╭─ Extracted entries
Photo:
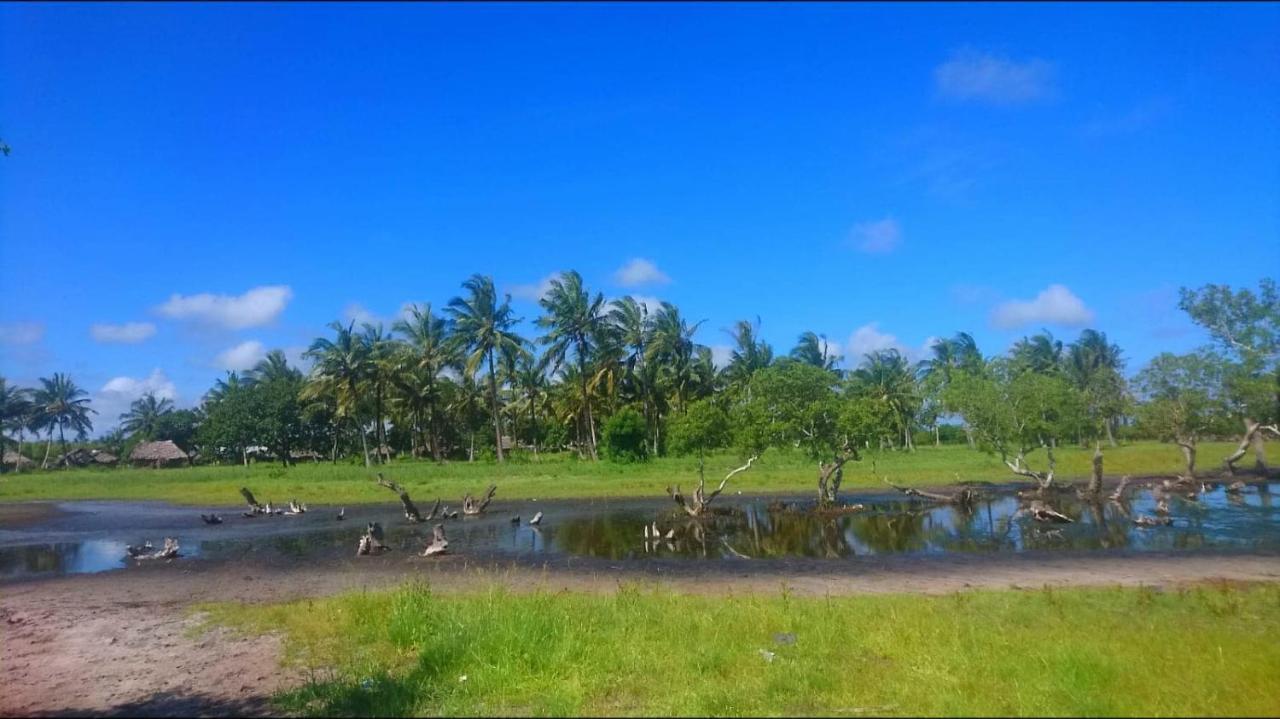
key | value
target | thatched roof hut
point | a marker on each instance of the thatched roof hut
(17, 461)
(158, 454)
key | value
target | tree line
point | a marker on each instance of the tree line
(629, 381)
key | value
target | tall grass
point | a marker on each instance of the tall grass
(1119, 651)
(562, 476)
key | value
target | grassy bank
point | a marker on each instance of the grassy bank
(1120, 651)
(561, 476)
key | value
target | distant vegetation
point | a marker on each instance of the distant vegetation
(630, 383)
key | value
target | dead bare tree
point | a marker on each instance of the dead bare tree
(964, 498)
(371, 543)
(471, 507)
(411, 512)
(439, 545)
(698, 505)
(252, 503)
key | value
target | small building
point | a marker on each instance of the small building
(158, 454)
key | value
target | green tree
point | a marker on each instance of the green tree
(1182, 399)
(342, 365)
(575, 323)
(483, 328)
(1247, 326)
(63, 404)
(144, 415)
(626, 436)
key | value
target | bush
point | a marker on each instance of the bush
(625, 436)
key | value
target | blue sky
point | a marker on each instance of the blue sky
(193, 184)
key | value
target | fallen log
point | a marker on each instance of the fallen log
(471, 507)
(411, 512)
(700, 502)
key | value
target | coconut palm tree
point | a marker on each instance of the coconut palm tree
(430, 351)
(814, 349)
(575, 323)
(481, 329)
(16, 415)
(63, 404)
(145, 413)
(675, 351)
(344, 362)
(750, 355)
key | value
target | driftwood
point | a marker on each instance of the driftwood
(371, 543)
(471, 507)
(411, 512)
(1042, 512)
(698, 505)
(832, 474)
(252, 503)
(146, 552)
(439, 545)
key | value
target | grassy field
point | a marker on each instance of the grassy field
(1112, 651)
(562, 476)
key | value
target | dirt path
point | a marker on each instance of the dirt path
(124, 642)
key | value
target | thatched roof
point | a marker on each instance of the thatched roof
(158, 452)
(14, 459)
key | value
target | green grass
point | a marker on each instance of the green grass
(1110, 651)
(561, 476)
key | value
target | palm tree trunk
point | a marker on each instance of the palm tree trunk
(493, 403)
(586, 399)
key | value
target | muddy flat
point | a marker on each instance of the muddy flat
(87, 632)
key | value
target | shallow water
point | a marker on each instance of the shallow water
(91, 536)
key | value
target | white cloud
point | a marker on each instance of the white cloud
(878, 237)
(533, 292)
(1054, 306)
(128, 333)
(721, 355)
(639, 271)
(970, 74)
(256, 307)
(22, 333)
(868, 339)
(241, 357)
(118, 393)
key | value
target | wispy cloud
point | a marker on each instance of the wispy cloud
(114, 398)
(1055, 305)
(128, 333)
(256, 307)
(640, 271)
(869, 338)
(983, 77)
(21, 333)
(241, 357)
(880, 237)
(533, 292)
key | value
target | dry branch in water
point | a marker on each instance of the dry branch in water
(696, 507)
(470, 507)
(438, 545)
(410, 508)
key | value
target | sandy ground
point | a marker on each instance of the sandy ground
(127, 644)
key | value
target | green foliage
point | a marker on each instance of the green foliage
(704, 426)
(625, 436)
(414, 651)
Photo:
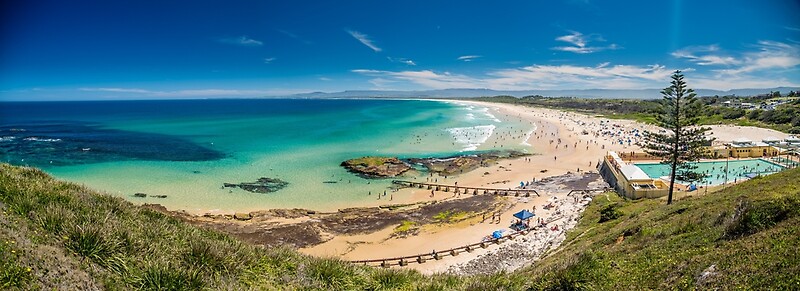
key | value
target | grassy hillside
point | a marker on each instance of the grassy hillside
(60, 235)
(784, 118)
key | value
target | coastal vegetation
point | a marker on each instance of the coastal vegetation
(59, 235)
(784, 117)
(683, 141)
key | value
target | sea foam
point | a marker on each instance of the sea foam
(470, 138)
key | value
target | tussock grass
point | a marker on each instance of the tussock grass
(749, 232)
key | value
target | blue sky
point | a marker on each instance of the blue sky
(68, 50)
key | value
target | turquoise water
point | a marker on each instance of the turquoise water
(187, 149)
(737, 169)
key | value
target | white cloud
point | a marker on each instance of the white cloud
(364, 39)
(242, 40)
(771, 55)
(705, 55)
(293, 35)
(537, 77)
(402, 60)
(580, 43)
(468, 58)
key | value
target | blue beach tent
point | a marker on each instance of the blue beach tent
(524, 214)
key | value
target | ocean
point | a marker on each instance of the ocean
(187, 149)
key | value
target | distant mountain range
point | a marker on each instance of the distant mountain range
(586, 93)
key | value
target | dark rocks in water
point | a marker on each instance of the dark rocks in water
(376, 166)
(48, 144)
(465, 163)
(263, 185)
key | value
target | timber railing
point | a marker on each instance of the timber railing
(467, 189)
(438, 255)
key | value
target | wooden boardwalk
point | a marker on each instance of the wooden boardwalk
(438, 255)
(468, 189)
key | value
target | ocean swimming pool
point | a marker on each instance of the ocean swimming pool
(737, 169)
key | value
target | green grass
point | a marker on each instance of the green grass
(58, 235)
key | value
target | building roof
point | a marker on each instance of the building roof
(632, 172)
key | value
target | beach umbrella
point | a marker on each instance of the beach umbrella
(524, 214)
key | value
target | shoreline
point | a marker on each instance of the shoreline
(563, 144)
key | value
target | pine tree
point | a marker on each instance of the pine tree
(682, 141)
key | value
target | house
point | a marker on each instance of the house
(745, 148)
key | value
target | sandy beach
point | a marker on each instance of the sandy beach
(563, 143)
(565, 147)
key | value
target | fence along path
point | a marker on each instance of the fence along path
(438, 255)
(467, 189)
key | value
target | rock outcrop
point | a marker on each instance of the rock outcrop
(376, 166)
(263, 185)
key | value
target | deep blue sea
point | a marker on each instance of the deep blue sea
(186, 149)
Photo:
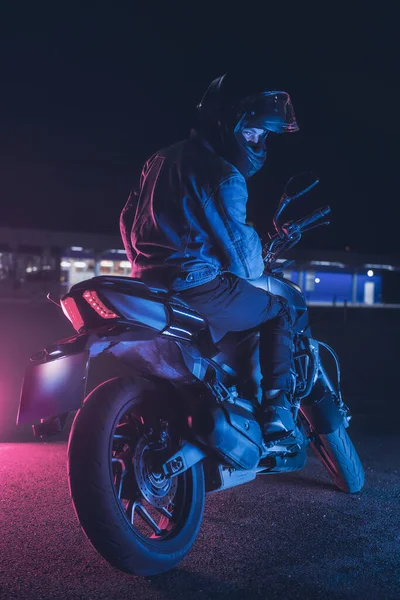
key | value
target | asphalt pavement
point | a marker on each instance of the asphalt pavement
(290, 536)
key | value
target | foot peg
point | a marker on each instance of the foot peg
(277, 418)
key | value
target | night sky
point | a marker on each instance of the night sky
(87, 95)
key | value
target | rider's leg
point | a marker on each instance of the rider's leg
(276, 360)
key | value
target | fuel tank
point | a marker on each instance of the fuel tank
(280, 286)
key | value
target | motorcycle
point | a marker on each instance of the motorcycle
(145, 449)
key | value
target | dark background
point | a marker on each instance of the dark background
(87, 94)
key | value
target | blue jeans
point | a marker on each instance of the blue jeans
(256, 323)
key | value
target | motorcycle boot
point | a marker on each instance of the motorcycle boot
(276, 415)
╰─
State how many lines in the records above contain the string "field", treating uppercase and lowercase as different. Give only the number.

# [Solved problem]
2